What the exercise asks
Return verbatim the lines of the records from the one holding "Keypoint placement: for each instance of the white tray" to the one holding "(1207, 498)", with both of those lines included.

Available data
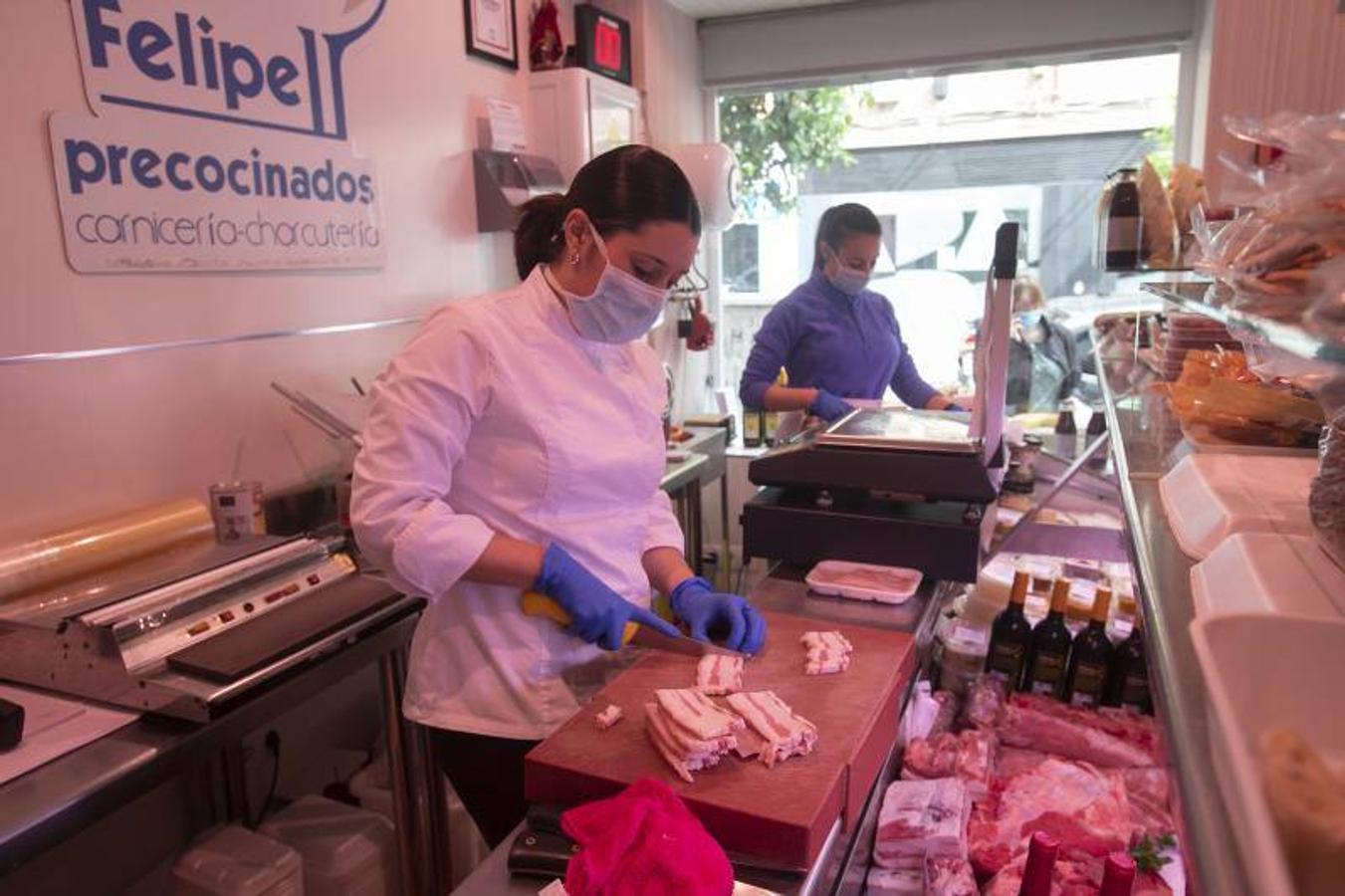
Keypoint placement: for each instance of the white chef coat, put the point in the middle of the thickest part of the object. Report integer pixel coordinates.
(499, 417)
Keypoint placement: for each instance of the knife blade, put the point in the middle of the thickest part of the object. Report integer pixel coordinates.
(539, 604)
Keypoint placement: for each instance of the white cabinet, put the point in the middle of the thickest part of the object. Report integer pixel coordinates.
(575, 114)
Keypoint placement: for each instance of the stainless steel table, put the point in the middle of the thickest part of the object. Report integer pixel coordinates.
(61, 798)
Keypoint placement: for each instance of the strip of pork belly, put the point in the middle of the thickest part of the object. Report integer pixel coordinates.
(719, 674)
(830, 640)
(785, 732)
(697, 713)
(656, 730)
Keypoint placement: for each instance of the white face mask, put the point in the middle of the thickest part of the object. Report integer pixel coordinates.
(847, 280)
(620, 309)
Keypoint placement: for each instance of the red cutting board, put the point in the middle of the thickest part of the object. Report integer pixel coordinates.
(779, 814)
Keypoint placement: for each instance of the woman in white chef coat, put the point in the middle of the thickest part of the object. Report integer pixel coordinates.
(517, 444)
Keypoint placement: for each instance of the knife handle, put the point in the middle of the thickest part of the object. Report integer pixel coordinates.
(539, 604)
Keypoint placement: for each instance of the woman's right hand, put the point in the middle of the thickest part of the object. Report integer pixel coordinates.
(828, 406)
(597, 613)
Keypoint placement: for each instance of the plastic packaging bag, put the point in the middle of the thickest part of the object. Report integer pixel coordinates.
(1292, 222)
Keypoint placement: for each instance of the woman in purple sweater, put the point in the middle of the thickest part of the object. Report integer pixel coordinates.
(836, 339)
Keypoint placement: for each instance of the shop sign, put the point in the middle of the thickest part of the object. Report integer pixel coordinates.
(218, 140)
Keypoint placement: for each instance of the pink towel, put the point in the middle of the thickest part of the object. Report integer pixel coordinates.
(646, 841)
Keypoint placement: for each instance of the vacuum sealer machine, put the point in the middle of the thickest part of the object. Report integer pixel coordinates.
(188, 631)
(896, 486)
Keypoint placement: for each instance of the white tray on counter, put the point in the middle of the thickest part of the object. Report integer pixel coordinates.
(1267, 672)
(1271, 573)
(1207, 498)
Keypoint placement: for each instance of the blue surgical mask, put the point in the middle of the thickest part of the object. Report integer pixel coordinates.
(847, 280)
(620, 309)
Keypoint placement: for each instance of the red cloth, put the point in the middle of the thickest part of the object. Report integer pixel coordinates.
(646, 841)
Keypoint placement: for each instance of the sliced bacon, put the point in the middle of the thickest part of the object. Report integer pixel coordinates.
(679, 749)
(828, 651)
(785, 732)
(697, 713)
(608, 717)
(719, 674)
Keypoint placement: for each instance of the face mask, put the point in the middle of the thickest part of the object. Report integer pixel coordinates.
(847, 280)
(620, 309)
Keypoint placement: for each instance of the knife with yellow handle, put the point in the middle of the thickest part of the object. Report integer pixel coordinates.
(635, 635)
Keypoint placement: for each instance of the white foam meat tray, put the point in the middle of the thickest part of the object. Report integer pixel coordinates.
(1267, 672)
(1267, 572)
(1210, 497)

---

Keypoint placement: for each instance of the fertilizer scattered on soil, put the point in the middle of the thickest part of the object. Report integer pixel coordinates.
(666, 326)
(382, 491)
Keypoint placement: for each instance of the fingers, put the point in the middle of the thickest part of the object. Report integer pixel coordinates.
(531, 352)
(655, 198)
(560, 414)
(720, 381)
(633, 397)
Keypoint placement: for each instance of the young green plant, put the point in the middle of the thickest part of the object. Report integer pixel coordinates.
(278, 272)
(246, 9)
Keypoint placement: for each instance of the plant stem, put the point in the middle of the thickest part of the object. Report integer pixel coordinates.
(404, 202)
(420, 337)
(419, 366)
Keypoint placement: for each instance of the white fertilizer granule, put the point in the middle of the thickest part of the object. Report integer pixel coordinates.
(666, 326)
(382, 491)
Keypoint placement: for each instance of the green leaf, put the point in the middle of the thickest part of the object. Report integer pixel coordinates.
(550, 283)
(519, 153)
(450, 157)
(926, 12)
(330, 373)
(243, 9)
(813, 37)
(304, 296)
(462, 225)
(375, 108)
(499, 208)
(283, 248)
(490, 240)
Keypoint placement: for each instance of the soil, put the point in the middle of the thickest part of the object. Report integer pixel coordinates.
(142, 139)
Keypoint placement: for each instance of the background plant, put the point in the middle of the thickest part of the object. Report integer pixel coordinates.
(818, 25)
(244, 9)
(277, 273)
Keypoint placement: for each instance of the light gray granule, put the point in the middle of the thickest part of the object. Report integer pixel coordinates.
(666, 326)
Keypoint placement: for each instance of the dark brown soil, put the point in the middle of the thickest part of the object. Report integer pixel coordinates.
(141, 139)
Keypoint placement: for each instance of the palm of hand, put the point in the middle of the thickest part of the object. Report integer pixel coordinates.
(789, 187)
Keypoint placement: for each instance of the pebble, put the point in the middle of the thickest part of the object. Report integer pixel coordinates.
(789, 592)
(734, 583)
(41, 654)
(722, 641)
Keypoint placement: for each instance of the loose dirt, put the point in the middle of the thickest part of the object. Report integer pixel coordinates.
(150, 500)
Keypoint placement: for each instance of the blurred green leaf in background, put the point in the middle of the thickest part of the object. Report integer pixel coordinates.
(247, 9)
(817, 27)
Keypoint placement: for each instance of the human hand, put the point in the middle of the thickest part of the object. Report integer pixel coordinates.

...

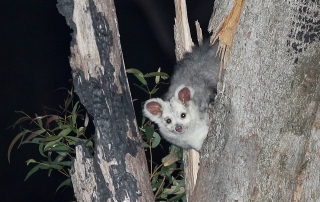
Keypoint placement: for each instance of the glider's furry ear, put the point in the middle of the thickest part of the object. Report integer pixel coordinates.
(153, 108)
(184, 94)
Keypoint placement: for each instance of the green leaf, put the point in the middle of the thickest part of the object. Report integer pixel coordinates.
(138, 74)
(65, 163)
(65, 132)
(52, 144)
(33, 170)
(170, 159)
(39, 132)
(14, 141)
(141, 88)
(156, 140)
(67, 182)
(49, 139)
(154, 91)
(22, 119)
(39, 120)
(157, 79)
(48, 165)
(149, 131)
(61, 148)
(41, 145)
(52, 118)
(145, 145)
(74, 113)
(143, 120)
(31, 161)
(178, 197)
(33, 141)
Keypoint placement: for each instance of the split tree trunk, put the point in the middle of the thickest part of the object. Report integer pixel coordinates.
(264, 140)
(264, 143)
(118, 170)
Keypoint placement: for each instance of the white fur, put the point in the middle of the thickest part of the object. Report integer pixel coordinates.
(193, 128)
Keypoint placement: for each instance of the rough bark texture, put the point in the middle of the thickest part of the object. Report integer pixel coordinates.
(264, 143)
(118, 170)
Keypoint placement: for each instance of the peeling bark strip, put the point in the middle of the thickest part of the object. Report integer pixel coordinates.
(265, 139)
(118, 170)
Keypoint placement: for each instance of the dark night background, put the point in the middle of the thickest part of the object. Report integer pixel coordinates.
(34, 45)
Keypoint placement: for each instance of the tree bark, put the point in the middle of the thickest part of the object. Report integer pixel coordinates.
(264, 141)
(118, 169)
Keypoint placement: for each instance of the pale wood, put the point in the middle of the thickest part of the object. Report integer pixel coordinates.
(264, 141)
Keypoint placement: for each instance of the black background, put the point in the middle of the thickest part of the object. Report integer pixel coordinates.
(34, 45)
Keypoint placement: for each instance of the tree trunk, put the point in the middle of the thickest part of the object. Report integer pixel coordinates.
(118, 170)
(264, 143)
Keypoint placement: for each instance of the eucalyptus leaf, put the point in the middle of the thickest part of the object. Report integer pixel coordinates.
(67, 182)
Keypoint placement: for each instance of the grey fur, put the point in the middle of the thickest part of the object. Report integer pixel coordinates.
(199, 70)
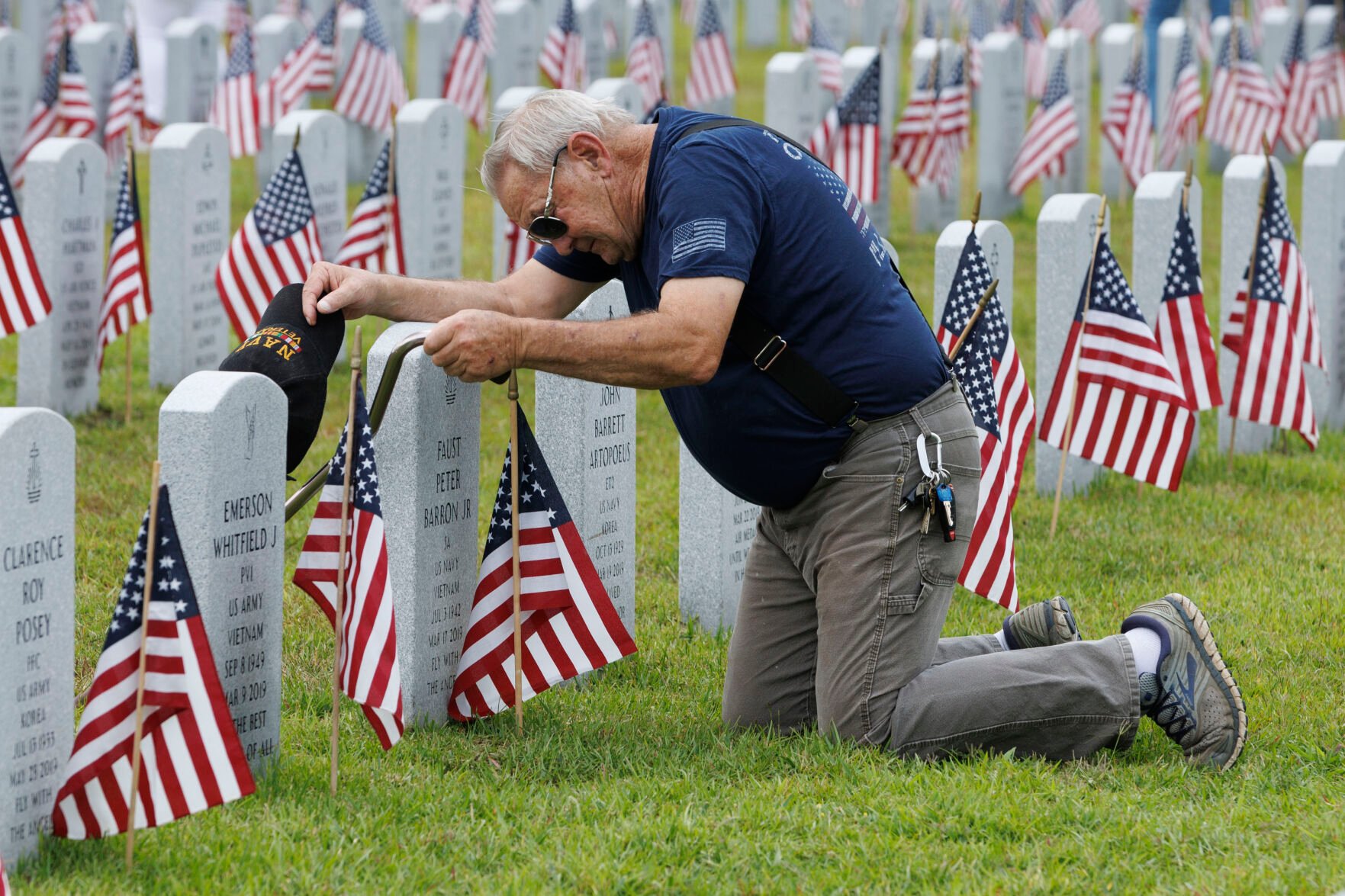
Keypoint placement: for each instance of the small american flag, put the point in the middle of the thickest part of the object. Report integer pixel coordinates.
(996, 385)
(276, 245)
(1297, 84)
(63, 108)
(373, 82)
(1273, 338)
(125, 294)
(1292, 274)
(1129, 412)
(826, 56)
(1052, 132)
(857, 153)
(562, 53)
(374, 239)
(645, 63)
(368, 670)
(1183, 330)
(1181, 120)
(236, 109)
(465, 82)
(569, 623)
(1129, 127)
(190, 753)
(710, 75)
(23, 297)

Output below
Keypoint placement: for each instance of the white tray on counter, put the point in the middle of the thickest part of the object. Report integer pixel coordinates.
(1267, 672)
(1271, 573)
(1207, 498)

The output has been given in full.